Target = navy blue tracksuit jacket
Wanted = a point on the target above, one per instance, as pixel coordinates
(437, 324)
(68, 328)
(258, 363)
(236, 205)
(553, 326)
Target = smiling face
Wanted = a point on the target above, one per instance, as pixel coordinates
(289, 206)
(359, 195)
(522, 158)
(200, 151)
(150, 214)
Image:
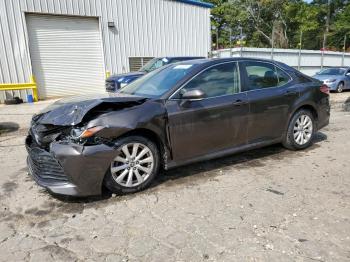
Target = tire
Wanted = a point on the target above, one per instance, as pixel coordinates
(292, 140)
(340, 87)
(117, 178)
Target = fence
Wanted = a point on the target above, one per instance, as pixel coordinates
(307, 61)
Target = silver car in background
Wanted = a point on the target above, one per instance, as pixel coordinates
(336, 78)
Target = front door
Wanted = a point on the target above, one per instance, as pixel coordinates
(215, 123)
(270, 96)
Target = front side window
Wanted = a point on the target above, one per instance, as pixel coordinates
(152, 65)
(332, 71)
(264, 75)
(215, 81)
(159, 81)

------------------------

* Exercise aim *
Rewrite every line of the records above, requests included, with each pixel coordinate shifted by -22. Leave out the pictures.

* Exercise answer *
Target = navy blue tracksuit jacket
Wanted = a point on the target above, one per instance, as pixel coordinates
(415, 302)
(46, 306)
(236, 341)
(214, 183)
(531, 304)
Target = smiling face
Wanted = a point on the target above, one per instance, as pixel coordinates
(267, 184)
(337, 173)
(500, 136)
(178, 129)
(128, 192)
Image:
Target = tire
Wanted = a point on the target above, one per instance, as pixel coordinates
(270, 118)
(318, 65)
(95, 156)
Target = fence
Wanted = a point on the target above, one per instance, as pixel coordinates
(285, 39)
Target = silver car in background
Wanted = a point on the target above, one per instance, as pixel coordinates
(314, 56)
Target = front door
Wanted = a point on the target above, one per instance, as pixel coordinates
(193, 101)
(248, 74)
Target = front side window
Wanted = a point on the target above, one per instance, as pixel coordinates
(130, 43)
(310, 49)
(242, 53)
(193, 59)
(137, 59)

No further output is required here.